• _WORK REQUEST_
Starting from the line in which "Could you please locate the silver" appears, output every line down to the last line of the data below, exactly and without anything more.

--- START ---

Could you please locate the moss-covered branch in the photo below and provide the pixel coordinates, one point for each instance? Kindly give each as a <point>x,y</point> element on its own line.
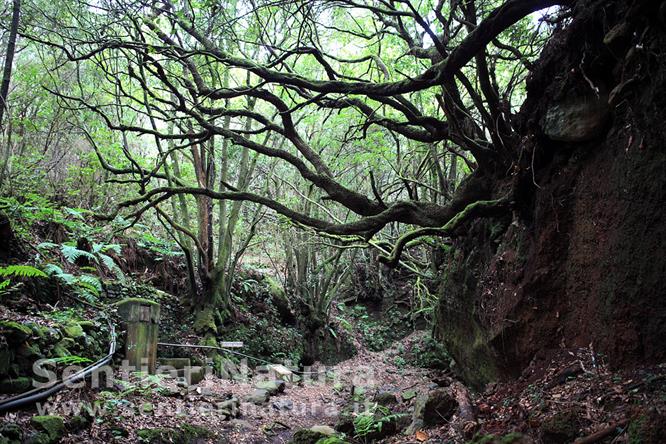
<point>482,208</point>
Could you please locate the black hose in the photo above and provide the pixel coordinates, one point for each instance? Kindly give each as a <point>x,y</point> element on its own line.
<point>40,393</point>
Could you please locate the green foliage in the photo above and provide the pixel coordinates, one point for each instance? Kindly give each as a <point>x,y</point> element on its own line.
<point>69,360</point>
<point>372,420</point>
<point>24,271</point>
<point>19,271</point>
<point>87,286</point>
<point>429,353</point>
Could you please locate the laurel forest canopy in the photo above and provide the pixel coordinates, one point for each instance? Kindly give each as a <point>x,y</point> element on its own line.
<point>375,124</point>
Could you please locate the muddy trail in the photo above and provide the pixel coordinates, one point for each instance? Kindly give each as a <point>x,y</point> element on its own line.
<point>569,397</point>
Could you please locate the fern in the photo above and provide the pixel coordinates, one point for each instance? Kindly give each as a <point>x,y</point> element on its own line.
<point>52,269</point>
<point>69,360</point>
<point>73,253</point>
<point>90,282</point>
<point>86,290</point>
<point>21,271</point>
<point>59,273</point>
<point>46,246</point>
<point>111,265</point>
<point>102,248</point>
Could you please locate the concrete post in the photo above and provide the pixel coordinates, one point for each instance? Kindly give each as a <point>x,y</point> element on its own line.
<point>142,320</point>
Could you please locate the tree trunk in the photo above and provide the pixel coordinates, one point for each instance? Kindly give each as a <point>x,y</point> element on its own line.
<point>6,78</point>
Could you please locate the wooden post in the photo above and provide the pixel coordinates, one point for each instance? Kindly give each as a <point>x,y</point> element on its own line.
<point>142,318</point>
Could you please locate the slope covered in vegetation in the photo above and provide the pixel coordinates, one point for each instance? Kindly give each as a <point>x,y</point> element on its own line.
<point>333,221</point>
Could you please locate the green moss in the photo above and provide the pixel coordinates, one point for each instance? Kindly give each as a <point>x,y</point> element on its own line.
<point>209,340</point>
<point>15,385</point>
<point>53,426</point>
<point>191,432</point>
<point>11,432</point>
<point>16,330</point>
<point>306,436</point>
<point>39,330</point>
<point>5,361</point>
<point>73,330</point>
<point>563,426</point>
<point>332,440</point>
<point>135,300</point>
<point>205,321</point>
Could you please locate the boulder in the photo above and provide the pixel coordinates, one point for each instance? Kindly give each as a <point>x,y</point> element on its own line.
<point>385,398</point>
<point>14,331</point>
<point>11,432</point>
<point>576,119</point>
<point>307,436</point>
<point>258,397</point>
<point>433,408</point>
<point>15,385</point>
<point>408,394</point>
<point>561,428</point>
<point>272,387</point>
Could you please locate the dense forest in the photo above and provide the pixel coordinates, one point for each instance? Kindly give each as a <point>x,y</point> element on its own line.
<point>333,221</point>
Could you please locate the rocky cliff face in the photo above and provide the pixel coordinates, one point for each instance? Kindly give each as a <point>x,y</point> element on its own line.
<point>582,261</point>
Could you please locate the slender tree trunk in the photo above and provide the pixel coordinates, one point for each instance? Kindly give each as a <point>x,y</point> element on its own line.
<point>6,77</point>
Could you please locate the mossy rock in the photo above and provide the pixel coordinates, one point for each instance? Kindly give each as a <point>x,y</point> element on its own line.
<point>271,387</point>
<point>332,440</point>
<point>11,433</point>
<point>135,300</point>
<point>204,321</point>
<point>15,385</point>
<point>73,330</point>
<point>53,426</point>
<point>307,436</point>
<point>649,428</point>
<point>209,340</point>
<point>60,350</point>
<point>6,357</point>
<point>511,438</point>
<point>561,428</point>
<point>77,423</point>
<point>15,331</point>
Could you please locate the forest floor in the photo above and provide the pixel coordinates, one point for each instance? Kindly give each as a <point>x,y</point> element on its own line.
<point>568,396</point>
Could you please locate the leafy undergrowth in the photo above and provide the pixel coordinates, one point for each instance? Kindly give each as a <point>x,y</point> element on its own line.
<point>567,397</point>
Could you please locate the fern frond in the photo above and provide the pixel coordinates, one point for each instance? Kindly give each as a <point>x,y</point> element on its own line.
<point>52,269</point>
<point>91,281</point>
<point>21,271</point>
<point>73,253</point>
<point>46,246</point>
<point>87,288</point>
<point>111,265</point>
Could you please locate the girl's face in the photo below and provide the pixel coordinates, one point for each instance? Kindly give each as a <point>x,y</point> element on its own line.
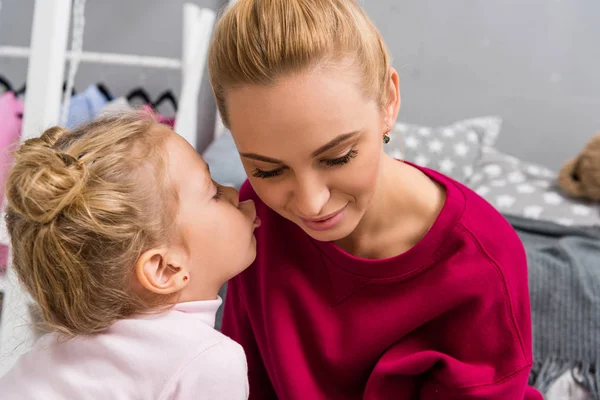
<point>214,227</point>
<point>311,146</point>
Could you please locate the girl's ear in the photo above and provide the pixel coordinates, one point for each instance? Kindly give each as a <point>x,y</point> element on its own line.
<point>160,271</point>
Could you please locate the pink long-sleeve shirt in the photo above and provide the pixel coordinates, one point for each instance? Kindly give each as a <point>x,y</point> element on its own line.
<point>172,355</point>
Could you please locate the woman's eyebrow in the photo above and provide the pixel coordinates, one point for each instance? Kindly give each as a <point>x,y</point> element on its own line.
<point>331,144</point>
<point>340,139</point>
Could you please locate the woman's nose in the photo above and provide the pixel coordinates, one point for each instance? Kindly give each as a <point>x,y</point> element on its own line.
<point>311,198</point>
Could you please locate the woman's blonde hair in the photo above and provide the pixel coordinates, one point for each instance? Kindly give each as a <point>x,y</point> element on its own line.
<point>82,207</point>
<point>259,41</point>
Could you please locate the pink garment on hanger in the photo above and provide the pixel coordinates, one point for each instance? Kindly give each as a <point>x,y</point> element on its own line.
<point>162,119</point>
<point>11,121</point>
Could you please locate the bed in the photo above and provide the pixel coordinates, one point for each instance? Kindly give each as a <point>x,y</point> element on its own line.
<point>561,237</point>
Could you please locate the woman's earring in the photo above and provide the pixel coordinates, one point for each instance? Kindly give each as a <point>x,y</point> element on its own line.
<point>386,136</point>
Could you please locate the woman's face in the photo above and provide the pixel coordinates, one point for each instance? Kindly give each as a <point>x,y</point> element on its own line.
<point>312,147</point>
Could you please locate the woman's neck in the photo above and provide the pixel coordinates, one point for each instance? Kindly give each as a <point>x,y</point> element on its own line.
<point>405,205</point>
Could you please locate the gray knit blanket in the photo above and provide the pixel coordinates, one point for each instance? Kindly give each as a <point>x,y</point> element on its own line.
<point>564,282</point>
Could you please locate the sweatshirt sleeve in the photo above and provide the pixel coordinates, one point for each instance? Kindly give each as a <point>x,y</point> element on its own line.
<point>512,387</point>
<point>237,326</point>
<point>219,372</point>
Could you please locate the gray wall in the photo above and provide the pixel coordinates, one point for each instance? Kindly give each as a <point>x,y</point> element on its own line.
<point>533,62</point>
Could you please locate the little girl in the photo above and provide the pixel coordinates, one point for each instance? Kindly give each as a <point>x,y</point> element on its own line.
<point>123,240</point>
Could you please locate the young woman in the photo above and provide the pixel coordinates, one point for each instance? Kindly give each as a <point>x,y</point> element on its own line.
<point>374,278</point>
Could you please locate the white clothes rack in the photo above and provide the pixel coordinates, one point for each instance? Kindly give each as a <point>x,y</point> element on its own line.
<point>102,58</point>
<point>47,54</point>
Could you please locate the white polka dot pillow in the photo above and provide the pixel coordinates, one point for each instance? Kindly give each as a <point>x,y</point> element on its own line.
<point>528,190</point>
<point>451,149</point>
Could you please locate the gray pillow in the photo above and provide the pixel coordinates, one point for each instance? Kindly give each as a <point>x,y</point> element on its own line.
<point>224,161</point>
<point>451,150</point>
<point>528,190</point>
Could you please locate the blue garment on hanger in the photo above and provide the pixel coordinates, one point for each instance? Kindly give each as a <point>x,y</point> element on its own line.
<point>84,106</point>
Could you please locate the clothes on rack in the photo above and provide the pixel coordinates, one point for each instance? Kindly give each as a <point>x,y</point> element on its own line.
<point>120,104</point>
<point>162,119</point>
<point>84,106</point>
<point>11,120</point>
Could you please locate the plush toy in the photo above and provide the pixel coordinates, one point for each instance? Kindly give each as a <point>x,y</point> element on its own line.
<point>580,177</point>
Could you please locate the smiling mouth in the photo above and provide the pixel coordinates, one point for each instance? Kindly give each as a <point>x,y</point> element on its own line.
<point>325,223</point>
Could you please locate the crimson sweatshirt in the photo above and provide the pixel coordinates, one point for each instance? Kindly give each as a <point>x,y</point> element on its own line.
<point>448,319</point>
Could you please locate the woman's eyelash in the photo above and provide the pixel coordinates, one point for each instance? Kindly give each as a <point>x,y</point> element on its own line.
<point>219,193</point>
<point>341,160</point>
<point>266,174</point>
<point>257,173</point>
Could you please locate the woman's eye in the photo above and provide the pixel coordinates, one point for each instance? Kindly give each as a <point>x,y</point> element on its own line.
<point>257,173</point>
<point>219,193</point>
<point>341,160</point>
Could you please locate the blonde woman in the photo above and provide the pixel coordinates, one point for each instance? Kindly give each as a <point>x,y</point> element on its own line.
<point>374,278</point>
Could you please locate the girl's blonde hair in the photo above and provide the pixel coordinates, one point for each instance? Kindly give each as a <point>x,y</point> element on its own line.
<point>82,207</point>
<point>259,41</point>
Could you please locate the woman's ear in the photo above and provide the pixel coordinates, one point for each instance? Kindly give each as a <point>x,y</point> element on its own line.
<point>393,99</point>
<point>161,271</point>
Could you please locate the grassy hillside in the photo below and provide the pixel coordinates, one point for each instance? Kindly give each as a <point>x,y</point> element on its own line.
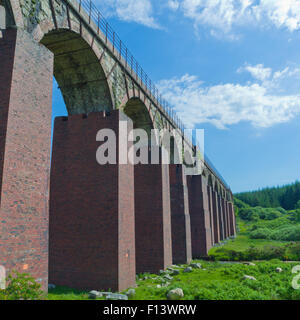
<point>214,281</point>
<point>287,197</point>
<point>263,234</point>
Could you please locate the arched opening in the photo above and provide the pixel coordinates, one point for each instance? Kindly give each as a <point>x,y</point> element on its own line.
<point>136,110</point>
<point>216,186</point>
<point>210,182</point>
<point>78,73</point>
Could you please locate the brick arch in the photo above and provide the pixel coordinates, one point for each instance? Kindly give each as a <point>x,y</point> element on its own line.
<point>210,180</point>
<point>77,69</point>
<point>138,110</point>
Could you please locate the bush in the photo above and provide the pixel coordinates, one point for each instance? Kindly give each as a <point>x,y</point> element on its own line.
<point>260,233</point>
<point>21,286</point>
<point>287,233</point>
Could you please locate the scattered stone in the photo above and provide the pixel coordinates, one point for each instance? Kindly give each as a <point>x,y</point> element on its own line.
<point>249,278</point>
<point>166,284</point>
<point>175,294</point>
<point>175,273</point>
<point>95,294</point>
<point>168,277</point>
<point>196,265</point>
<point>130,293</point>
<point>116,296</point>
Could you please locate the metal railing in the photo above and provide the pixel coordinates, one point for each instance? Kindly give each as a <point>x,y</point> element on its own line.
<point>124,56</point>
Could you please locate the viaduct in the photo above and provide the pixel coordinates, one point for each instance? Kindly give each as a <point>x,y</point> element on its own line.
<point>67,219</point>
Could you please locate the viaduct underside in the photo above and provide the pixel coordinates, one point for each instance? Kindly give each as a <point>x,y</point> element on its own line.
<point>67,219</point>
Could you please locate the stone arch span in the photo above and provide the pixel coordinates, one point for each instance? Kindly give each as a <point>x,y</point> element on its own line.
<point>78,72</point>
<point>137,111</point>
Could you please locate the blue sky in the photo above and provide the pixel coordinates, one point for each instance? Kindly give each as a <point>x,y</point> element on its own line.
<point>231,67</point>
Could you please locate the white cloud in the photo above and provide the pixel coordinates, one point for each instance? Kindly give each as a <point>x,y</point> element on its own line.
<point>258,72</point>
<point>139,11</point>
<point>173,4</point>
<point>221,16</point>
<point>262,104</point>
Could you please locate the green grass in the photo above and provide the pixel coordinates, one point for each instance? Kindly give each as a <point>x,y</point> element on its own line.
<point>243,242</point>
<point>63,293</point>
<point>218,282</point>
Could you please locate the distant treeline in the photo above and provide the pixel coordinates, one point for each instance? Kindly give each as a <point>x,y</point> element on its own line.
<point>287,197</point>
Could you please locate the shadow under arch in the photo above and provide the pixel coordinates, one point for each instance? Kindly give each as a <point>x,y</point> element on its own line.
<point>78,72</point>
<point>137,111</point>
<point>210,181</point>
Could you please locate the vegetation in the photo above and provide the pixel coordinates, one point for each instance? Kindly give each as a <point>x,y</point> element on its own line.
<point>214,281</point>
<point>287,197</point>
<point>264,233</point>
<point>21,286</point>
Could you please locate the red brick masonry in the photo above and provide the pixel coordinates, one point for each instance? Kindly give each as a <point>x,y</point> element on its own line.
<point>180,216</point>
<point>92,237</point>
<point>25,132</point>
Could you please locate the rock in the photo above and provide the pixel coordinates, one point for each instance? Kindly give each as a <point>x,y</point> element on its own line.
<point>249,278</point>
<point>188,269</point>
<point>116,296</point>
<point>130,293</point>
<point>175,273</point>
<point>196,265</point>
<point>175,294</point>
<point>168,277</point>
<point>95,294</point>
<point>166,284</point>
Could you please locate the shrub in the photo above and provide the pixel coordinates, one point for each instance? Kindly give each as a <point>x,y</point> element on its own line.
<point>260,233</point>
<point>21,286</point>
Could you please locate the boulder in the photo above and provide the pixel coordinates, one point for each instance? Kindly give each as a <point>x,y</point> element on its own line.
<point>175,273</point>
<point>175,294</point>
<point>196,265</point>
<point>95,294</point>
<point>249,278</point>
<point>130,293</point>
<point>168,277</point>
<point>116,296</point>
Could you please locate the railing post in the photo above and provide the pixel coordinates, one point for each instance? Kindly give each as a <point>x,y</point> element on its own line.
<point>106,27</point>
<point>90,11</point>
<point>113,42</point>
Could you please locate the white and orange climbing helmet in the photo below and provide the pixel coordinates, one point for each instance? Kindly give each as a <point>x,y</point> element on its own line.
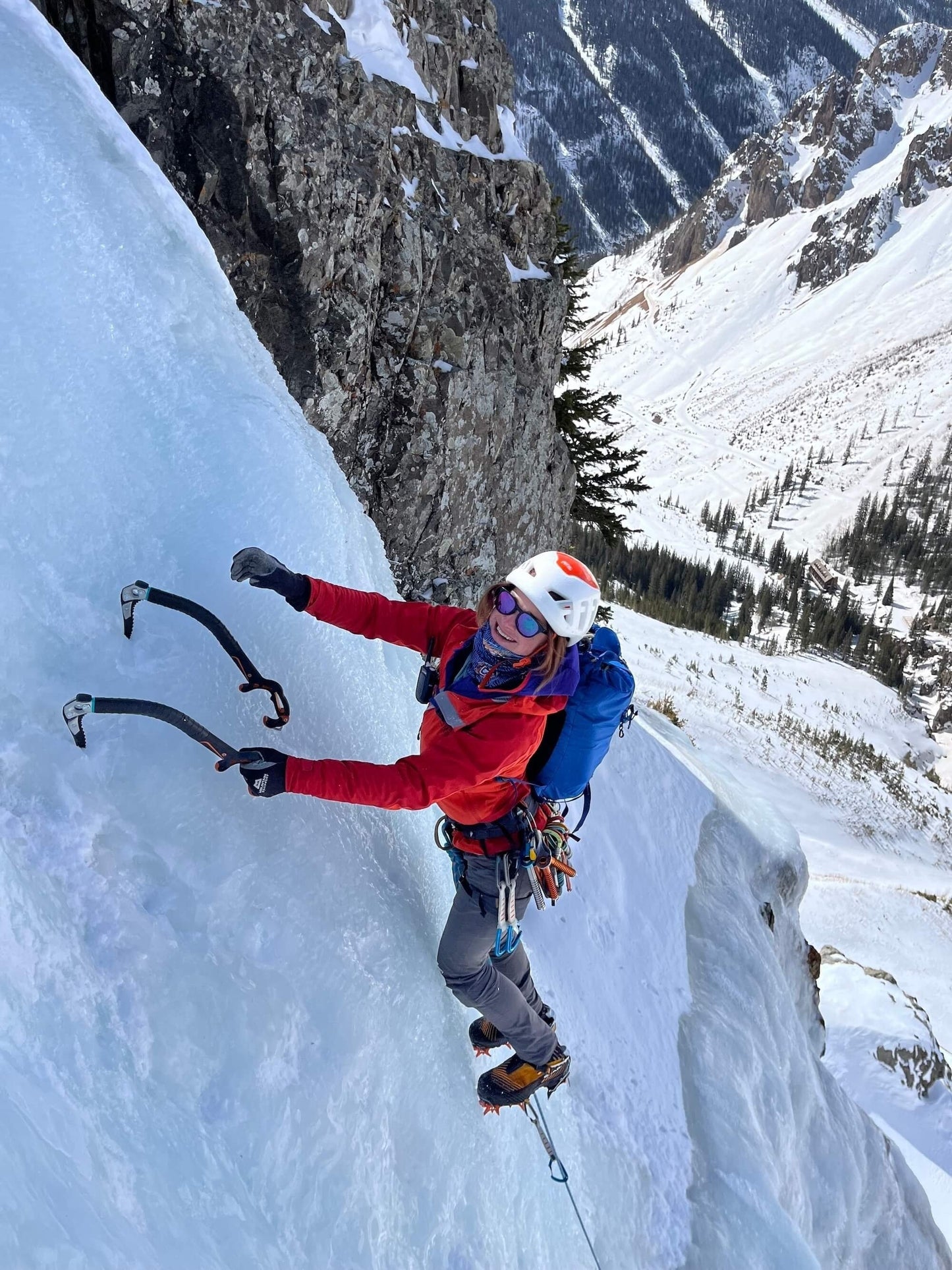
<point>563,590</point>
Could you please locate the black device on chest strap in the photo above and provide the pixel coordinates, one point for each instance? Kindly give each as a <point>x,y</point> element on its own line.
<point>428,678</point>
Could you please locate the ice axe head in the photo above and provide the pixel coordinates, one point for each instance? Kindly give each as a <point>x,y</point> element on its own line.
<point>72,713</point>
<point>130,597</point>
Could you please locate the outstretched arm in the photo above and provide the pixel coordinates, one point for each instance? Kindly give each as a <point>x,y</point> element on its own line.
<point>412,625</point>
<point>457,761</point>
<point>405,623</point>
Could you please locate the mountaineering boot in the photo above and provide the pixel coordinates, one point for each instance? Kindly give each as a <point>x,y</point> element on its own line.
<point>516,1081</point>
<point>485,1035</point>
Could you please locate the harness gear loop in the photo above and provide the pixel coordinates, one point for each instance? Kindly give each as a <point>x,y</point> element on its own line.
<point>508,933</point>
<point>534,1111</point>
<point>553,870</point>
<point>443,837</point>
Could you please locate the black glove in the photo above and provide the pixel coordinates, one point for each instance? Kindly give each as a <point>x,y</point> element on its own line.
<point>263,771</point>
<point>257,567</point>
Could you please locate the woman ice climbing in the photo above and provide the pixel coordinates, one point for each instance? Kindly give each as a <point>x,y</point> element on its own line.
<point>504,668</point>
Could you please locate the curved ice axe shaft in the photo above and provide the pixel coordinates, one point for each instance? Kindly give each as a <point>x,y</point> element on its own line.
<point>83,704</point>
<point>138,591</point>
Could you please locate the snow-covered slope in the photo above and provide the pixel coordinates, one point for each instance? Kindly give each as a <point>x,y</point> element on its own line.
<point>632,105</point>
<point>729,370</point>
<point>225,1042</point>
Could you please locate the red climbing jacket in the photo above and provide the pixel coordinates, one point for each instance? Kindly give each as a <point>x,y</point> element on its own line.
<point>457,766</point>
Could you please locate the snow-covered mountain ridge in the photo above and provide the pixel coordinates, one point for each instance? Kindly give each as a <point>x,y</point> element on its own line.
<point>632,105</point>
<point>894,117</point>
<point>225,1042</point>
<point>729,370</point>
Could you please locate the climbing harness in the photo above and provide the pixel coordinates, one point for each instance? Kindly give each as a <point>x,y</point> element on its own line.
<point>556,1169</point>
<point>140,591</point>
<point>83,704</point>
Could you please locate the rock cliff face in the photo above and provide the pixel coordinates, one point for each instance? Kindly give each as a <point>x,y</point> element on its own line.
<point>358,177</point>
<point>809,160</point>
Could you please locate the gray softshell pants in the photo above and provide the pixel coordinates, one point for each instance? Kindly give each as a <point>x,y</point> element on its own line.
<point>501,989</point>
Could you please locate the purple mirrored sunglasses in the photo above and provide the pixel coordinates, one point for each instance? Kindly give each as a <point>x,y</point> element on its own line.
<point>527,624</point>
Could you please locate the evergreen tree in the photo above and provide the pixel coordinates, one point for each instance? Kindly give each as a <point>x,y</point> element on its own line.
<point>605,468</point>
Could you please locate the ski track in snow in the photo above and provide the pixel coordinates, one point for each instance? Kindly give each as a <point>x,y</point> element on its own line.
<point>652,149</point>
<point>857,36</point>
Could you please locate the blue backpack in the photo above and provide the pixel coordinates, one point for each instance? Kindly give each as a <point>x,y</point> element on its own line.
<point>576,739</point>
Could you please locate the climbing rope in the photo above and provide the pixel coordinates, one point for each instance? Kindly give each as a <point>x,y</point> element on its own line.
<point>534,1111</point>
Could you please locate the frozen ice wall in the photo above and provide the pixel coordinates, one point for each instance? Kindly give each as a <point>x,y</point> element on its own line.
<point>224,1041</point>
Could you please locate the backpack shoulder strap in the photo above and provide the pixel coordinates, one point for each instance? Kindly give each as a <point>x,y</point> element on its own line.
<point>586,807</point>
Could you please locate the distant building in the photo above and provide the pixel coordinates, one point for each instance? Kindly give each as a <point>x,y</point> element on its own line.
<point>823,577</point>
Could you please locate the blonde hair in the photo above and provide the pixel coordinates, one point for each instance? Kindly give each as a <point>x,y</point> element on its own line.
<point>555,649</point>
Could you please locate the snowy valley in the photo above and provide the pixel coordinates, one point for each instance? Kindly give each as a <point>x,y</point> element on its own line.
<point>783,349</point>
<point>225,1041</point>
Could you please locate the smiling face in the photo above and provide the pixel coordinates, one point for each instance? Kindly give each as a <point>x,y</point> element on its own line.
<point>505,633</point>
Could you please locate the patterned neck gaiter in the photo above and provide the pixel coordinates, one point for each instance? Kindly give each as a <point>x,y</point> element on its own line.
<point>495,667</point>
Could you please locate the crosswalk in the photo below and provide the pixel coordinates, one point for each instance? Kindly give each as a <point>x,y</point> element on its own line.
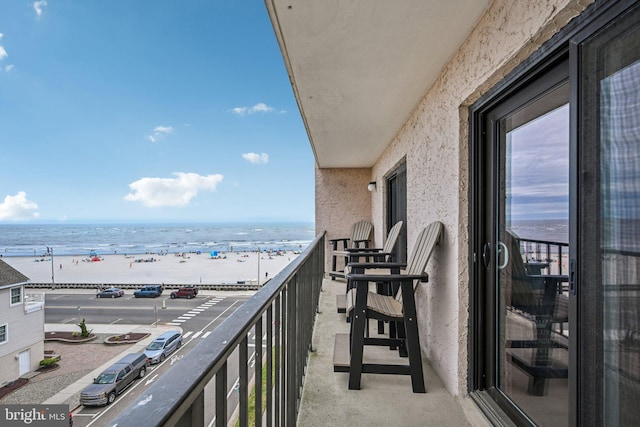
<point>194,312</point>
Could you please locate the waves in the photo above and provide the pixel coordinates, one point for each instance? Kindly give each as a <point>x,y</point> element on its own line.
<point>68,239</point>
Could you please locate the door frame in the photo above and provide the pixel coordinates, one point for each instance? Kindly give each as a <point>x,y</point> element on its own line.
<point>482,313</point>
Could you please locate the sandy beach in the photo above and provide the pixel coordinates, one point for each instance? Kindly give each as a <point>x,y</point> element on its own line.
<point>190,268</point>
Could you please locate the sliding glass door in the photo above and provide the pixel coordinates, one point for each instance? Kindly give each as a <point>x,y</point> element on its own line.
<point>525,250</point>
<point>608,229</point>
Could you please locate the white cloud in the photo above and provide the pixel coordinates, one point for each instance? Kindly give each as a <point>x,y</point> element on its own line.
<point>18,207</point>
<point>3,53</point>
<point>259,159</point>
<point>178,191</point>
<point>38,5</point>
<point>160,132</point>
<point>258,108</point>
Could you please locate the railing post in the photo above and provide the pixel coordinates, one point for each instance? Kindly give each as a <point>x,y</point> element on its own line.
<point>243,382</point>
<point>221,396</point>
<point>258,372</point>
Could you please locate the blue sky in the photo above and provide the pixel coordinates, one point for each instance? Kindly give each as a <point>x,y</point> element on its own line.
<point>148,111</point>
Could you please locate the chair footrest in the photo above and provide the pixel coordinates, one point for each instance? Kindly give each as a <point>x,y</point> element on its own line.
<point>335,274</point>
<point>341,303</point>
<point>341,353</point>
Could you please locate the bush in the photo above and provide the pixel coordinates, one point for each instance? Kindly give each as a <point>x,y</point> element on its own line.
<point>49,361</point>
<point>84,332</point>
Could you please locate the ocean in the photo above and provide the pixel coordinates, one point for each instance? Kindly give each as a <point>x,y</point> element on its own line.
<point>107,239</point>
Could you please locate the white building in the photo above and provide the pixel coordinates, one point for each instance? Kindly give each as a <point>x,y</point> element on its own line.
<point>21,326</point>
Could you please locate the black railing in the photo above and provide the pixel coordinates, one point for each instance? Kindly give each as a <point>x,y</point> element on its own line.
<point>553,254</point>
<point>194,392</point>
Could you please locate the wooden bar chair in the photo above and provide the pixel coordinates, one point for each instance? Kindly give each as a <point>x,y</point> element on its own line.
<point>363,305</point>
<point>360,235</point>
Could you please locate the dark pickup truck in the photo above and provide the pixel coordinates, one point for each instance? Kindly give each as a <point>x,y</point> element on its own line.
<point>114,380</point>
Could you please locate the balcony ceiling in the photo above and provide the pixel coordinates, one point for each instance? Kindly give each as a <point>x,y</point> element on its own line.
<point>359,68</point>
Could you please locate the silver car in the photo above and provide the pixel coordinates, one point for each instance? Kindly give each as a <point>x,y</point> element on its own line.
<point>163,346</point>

--- END ---

• _RESPONSE TO THE TASK_
Could you please locate the silver car in the photo above and provide the pixel coordinates, one point for each instance? Kindly give each as a <point>x,y</point> element on its own line.
<point>163,346</point>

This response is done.